Verilen görev
Kaynak metne göre yazar öğretmenliğe hangi yılda başlamış?

Taylan Ayık'dan açıklama
Merhaba sevgili arkadaşlar,
Şimdi size uzun uzun Diken den sözlerden, müzikten bahsetmek yerine biraz kendimden bahsetmek istiyorum. Özellikle scrotestical isimli arkadaşımız dikkatle okusun bu yazıyı.
99 yılında gruptan birtakım sosyal problemler dolayısıyla ayrılmak zorunda kalmıştım. Daha sonra grafikerlik mesleğimi sürdürebilmek için çeşitli reklam ajanslarında kısa süreli çalışmalardan sonra 2001 yılında öğretmenliğe başladım. Gerçekten İstanbul'un varoşun da varoşu denebilecek, insanların koyu bir karanlık ve cehalet içinde yarı aç yar tok gezdiği bir semtinde başladım öğretmenliğe. Böyle bir ortama hayatımda ilk kez tanık olmam bende köklü birtakım değişikliklere yolaçmaya başladı. Doğal eğitimli bir insan refleksiyle kendimi bu karanlığa alternatif olabilecek aydınlanmacı, çağdaş fikirlerle donatma isteği duymaya başladım. Yani işin aslını gördüm. Gerçeği yani. Tüm çıplaklığıyla. İnsanların öbür dünya vaatleriyle nasıl ellerinden ekmeklerinin çalındığını, nasıl beyinlerimize tecavüz edildiğini gördüm. Öğrencilerimin çoğu kışın soğuktan yataklarından çıkıp da okula gelemezlerdi. Aç gezdiklerine de şahit oldum çoğu zaman. Daha çarpık ne yaşamlar, ne acı çelişkilere şahit oldum yazamıyorum hepsini. İşte ben hayatımın üç yılını böyle bir ortamda evimi geçindirebilmek için çabalamayla geçirdim.

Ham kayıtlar
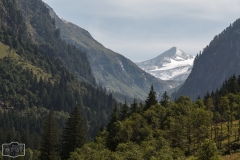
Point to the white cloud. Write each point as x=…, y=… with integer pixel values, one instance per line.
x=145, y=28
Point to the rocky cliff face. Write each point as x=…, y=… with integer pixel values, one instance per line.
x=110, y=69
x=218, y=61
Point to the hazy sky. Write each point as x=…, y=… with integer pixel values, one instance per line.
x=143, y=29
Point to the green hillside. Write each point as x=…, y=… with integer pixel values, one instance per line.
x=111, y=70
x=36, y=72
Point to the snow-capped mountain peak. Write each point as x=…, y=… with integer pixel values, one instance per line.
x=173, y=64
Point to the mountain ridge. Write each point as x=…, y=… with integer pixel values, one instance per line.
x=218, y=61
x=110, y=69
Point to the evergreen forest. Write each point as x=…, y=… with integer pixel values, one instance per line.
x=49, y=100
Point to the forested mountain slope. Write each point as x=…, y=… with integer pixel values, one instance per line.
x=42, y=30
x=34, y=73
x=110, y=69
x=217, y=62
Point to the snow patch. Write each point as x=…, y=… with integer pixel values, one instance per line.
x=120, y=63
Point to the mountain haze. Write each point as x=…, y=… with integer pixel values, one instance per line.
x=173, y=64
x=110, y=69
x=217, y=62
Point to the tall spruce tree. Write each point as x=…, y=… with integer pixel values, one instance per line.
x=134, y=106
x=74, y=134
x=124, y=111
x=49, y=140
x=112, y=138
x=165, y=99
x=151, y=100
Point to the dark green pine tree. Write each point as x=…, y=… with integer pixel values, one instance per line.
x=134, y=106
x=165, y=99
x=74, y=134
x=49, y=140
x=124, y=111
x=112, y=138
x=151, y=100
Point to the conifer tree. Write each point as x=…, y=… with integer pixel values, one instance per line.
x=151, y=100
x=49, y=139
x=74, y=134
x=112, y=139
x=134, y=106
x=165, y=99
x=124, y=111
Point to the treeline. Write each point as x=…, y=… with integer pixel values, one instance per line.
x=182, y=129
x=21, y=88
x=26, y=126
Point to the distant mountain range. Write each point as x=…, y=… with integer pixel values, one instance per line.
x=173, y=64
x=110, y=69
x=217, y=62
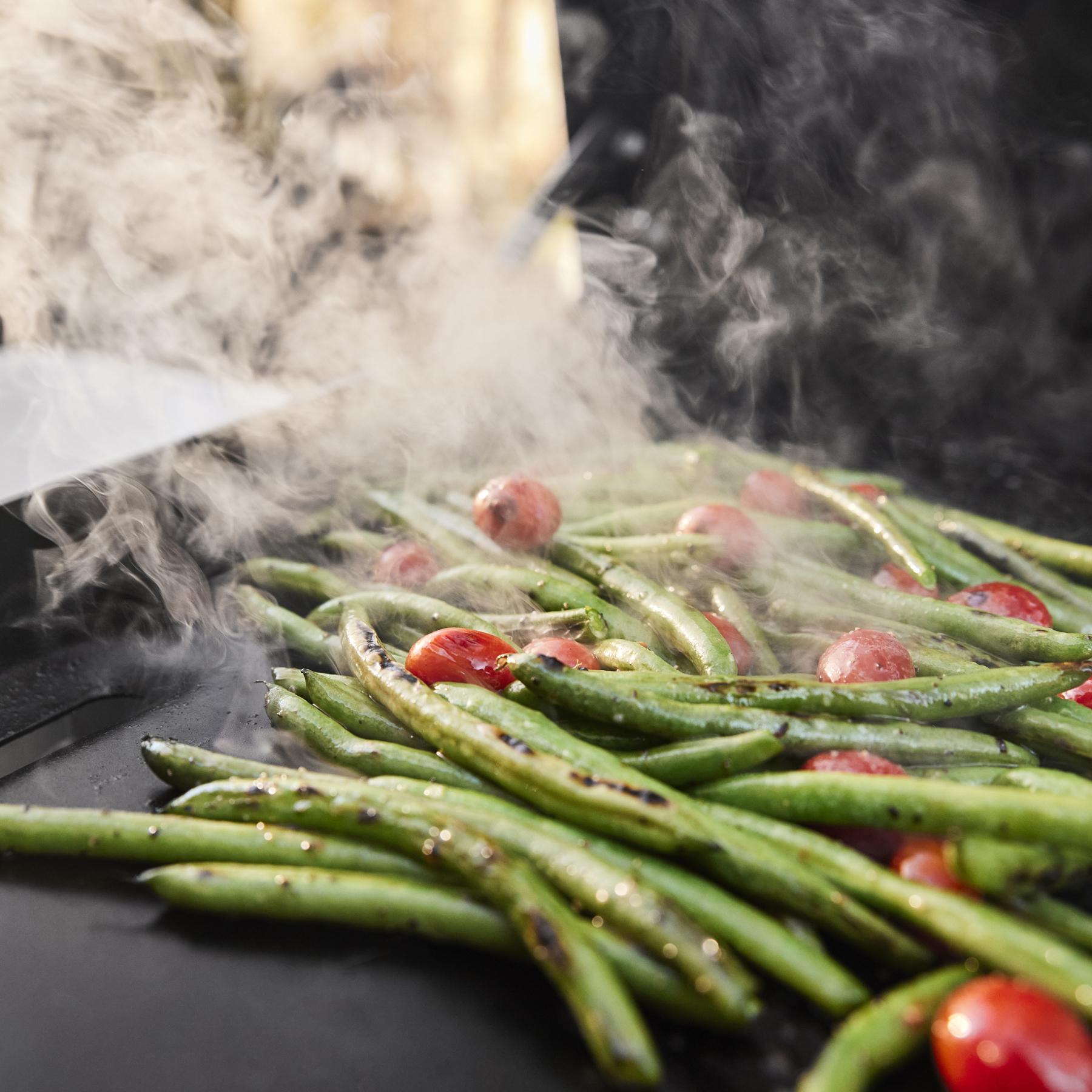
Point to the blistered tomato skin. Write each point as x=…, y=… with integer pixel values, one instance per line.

Yanıt
2001 yılında.